> **Your objective**
Scan the lines below for "segment" and copy the matches.

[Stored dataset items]
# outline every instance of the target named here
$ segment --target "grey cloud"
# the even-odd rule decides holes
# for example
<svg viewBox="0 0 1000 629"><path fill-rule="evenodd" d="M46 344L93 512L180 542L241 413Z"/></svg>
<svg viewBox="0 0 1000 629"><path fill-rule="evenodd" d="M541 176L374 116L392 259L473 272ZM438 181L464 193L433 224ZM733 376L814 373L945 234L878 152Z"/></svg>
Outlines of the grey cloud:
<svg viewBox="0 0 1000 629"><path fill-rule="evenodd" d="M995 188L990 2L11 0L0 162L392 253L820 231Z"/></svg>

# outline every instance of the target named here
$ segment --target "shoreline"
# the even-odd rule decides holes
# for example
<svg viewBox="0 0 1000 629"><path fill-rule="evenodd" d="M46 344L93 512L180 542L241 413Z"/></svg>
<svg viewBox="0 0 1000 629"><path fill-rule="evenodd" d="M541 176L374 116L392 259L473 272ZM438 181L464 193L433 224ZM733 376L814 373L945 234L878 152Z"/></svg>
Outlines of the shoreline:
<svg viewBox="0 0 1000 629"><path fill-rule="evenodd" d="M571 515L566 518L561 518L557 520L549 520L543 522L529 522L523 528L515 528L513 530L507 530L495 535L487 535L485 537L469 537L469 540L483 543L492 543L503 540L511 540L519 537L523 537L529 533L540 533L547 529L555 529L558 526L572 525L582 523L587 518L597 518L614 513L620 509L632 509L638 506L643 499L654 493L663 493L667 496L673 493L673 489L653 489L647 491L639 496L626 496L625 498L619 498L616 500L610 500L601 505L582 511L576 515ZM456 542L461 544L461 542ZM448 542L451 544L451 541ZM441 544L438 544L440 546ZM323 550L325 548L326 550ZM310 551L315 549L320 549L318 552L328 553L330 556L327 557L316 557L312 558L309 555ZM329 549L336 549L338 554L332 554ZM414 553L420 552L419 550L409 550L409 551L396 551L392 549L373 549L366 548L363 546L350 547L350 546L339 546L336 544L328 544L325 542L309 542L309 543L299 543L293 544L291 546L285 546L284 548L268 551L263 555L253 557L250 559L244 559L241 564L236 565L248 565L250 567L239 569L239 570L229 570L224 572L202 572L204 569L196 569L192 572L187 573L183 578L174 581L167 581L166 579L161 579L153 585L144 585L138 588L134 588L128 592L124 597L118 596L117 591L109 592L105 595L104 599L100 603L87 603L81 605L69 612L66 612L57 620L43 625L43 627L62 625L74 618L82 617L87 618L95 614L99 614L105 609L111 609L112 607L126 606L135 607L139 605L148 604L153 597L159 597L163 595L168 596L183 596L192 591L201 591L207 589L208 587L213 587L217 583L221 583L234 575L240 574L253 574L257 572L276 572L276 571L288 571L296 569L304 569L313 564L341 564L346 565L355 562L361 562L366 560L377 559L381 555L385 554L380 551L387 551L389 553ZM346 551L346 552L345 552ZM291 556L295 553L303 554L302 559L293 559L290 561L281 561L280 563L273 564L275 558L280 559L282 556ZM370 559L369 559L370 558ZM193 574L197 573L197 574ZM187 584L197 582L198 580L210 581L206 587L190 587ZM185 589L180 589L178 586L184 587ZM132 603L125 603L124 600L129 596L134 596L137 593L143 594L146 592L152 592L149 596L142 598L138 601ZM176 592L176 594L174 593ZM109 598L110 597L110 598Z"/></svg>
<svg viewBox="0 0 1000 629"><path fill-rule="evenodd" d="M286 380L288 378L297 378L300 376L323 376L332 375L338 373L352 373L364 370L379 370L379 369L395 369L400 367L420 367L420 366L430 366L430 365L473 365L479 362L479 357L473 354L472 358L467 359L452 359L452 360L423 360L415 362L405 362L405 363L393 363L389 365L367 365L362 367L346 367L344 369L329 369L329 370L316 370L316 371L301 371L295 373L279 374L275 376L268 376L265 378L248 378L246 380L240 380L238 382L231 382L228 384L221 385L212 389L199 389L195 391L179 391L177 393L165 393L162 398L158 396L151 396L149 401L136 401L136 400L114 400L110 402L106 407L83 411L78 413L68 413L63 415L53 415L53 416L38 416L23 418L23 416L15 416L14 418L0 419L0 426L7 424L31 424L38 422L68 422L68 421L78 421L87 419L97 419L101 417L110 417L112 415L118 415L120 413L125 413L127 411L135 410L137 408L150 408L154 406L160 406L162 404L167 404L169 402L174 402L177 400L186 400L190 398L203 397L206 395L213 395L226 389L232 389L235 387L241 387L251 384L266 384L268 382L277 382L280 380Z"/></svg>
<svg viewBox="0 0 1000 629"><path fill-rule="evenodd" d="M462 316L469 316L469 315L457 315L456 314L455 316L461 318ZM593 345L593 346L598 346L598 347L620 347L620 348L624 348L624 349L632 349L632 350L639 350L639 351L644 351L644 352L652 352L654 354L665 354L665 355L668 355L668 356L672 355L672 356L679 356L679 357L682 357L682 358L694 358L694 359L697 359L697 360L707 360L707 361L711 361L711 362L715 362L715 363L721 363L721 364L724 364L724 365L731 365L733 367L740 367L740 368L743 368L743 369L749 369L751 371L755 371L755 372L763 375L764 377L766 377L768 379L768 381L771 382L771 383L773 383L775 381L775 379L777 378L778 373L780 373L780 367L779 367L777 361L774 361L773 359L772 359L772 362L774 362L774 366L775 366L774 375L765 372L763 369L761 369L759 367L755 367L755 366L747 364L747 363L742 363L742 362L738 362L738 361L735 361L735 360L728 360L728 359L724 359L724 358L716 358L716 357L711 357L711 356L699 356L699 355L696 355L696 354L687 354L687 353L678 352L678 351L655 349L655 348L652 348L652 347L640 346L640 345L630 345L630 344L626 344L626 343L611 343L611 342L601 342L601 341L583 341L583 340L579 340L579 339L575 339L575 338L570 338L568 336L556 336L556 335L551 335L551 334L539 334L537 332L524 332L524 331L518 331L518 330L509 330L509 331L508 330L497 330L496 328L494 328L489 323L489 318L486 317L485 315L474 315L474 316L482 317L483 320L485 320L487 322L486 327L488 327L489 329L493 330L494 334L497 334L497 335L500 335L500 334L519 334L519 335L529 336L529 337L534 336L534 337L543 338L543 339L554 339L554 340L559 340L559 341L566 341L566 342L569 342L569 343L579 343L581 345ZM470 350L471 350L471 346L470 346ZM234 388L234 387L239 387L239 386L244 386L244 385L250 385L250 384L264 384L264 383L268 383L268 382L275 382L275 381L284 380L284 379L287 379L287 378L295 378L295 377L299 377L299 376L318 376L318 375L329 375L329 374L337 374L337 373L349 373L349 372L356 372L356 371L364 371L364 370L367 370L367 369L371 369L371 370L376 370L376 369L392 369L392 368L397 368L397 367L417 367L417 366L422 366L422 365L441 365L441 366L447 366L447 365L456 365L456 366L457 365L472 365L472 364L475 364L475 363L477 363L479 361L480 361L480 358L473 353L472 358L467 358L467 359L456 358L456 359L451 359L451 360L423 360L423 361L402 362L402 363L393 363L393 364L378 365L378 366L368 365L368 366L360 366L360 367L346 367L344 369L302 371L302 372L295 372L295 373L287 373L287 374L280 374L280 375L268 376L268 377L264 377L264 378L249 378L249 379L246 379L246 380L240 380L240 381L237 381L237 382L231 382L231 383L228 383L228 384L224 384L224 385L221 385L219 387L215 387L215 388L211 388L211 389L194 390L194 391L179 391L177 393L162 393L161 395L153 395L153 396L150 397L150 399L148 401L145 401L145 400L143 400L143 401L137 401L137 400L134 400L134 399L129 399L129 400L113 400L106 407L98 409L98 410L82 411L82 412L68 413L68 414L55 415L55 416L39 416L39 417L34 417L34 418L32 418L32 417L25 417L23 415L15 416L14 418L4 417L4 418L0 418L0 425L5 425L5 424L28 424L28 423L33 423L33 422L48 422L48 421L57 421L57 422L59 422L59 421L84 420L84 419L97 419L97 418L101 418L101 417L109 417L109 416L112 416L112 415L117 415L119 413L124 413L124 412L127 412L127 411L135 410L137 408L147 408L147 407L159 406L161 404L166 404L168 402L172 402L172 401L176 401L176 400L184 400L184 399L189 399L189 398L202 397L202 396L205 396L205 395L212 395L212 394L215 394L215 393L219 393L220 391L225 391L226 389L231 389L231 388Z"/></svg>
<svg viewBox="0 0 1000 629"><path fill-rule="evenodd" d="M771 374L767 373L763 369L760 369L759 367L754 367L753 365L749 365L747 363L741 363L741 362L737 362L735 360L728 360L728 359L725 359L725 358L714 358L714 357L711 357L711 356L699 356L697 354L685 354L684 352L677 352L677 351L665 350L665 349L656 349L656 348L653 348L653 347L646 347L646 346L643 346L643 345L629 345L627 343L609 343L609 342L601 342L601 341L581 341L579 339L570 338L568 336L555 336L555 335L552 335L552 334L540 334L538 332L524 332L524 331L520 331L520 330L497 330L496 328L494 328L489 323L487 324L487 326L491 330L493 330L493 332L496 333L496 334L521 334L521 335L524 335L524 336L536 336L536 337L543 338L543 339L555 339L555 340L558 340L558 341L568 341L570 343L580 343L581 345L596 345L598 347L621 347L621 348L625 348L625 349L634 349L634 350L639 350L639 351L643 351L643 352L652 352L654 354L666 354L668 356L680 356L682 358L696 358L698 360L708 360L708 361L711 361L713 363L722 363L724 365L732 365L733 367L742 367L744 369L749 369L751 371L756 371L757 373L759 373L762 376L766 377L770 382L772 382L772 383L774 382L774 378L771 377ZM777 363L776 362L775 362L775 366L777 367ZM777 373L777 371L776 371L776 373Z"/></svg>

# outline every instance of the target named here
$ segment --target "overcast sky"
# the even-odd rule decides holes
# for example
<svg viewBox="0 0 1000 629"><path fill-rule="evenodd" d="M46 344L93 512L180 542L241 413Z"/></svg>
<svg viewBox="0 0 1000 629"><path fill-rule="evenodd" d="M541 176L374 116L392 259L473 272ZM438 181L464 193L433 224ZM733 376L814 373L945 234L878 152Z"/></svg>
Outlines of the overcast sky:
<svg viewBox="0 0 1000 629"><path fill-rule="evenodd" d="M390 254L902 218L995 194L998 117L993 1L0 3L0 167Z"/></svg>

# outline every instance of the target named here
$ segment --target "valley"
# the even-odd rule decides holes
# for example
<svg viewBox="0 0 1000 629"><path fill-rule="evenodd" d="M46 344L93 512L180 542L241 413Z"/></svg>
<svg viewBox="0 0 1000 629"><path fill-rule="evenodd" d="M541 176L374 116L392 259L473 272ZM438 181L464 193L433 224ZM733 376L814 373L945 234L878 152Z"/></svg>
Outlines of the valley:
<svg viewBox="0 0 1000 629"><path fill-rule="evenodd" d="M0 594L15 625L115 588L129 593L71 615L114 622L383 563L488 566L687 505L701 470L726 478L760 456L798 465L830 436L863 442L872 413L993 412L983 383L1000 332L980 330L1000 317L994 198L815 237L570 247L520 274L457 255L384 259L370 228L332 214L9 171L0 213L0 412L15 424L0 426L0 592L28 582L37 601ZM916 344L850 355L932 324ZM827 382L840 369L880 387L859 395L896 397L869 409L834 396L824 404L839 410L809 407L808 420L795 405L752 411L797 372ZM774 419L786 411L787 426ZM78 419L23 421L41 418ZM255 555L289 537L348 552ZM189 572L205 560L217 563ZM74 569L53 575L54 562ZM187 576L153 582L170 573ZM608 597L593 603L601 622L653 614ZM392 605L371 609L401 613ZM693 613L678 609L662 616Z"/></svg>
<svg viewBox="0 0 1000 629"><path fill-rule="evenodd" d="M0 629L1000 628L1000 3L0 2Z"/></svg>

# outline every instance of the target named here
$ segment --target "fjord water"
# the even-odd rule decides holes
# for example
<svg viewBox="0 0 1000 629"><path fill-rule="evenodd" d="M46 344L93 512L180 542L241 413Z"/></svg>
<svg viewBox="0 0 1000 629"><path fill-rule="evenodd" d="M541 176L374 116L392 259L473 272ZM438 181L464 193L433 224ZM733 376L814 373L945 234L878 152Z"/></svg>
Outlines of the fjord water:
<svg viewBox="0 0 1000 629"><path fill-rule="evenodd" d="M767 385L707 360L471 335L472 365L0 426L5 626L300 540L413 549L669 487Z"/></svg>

> **Result of this task**
$ segment --target "grey cloud"
$ segment --target "shoreline"
$ segment --target "overcast sky"
$ segment --target "valley"
$ segment --target "fjord water"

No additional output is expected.